START Input
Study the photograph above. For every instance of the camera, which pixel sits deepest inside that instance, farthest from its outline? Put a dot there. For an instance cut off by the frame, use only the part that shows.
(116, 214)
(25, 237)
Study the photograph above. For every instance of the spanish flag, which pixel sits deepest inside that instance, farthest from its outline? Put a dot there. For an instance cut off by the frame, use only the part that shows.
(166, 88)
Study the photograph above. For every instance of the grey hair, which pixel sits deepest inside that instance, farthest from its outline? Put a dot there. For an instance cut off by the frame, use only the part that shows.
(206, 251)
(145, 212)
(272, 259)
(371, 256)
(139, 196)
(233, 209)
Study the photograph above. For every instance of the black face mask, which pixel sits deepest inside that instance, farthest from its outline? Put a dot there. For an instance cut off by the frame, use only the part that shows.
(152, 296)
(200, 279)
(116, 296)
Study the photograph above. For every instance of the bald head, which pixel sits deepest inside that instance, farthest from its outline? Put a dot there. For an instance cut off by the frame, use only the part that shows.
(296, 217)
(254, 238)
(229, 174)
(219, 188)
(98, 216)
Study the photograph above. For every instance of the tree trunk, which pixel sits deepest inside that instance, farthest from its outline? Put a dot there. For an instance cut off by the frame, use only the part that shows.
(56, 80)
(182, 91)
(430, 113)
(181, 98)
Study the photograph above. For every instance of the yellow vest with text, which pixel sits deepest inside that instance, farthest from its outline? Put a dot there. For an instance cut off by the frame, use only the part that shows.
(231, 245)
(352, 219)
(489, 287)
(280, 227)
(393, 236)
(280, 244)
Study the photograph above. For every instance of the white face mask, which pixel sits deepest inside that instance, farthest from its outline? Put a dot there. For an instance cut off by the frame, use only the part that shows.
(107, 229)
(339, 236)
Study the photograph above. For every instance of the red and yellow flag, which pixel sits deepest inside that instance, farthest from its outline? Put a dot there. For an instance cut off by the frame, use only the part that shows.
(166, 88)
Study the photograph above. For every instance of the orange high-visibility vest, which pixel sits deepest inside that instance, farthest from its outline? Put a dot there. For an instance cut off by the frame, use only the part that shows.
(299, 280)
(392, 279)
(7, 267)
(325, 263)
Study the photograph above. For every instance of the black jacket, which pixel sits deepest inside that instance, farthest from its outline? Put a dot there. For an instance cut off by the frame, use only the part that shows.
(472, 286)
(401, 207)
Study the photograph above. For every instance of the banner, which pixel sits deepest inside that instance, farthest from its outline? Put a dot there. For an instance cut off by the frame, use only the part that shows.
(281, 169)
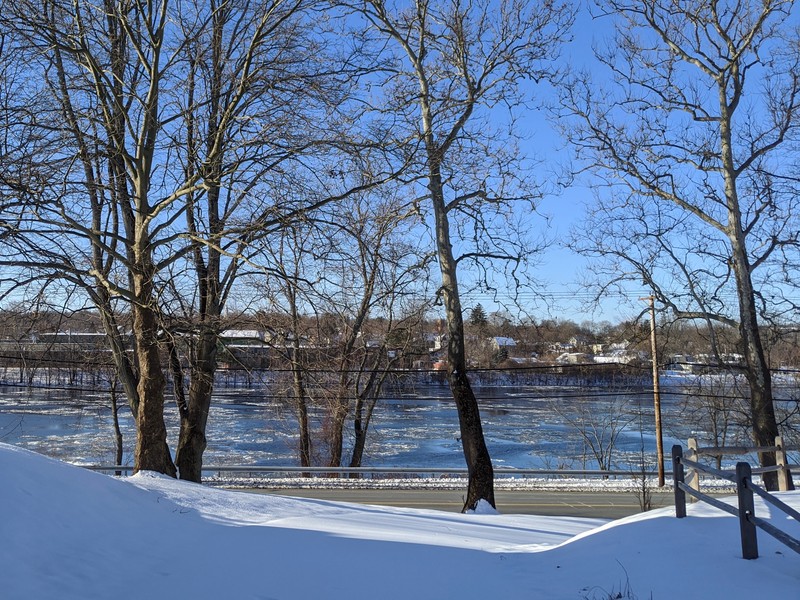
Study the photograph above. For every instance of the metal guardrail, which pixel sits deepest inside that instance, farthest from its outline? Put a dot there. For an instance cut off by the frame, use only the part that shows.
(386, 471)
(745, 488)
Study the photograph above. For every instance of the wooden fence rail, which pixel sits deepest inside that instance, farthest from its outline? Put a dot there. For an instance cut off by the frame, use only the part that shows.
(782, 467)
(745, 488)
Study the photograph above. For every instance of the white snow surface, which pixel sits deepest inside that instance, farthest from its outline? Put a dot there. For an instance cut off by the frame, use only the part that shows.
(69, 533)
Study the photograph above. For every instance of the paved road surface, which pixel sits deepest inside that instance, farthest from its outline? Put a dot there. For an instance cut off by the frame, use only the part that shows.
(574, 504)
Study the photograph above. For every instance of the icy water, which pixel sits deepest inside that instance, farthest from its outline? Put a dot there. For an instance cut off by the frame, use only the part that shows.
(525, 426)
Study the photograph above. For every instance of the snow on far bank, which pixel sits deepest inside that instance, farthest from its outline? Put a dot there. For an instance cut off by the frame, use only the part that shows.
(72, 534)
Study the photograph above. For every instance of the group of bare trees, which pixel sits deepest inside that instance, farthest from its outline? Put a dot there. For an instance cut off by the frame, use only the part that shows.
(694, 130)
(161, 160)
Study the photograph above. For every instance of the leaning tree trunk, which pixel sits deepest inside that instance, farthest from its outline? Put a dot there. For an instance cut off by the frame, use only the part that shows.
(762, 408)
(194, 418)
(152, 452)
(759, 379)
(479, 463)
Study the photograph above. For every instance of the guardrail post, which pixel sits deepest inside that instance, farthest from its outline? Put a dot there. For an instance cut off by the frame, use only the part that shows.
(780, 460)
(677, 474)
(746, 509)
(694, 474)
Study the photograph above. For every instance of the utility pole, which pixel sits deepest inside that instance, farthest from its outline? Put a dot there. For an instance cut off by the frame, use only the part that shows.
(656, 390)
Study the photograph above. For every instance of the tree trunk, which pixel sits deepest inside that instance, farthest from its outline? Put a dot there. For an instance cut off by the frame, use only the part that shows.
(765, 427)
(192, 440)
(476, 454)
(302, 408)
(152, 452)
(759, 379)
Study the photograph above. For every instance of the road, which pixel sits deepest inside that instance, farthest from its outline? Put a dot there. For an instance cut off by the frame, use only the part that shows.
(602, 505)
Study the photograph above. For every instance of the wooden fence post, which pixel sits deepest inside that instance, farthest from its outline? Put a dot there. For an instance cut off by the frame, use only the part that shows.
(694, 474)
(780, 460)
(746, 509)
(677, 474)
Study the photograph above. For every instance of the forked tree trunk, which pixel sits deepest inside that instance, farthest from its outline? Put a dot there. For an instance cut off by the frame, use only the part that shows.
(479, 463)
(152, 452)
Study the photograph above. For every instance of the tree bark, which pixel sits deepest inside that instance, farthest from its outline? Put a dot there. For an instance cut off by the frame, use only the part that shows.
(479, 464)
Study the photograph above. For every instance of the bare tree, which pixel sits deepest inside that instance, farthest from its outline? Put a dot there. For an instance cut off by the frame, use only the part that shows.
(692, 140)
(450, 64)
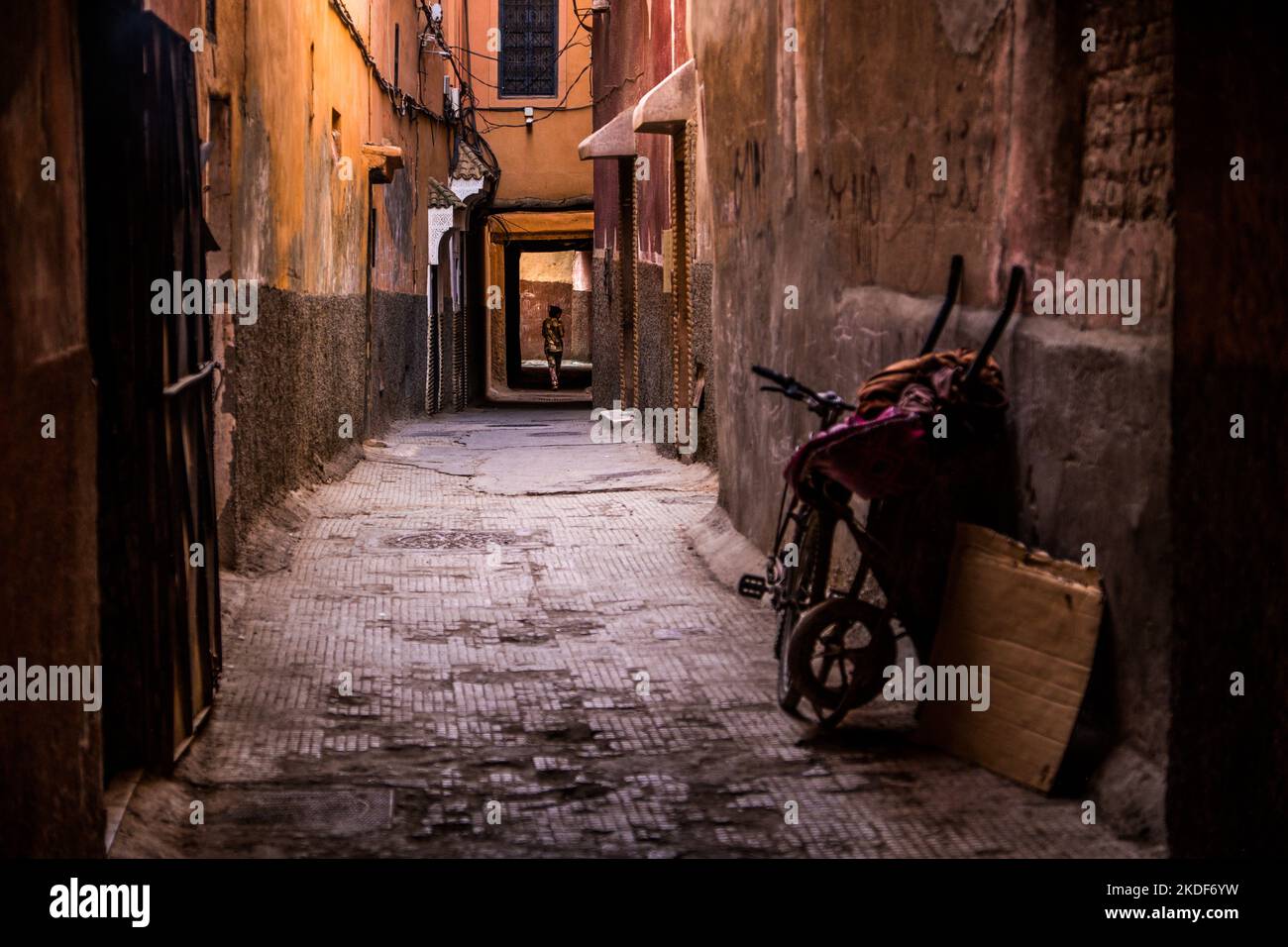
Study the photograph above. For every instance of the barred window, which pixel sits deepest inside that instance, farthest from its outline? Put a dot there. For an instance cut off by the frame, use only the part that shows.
END Input
• [Required work]
Could you write out the rows again, starting with the line containing "Study the photograph above. For every instance of the forked" and going on through the end of the rows, with the requests included and every coordinate in the answer points shifted by -66? Leave the pictures out.

• [Worked solution]
Study the photograph above. For every instance of the forked tree trunk, which pixel sits deepest inside that instance, farthest from its outline? Put a dot there. For an instance cut off by the frame, use only the part that shows.
(413, 397)
(86, 386)
Study the photograph above. For every instance of the tree bark, which pixel sits deepest inside that instance, farthest from its outline? Put a dot there. For an instance cut off by the frame, use only the part that shows.
(413, 398)
Study the photograph above. For every instance of the bare tree, which pixel sits deepest inside that instance, farthest from its outline? Put a dot there. For an instance cut off by the frame, use only the part that shows.
(626, 74)
(384, -2)
Study the photograph above. For every instance of the barred window, which pixel sits deepest inside that instance, farthest from its outline? Put a dot there. For an instance cut off by the frame, use only the part that shows.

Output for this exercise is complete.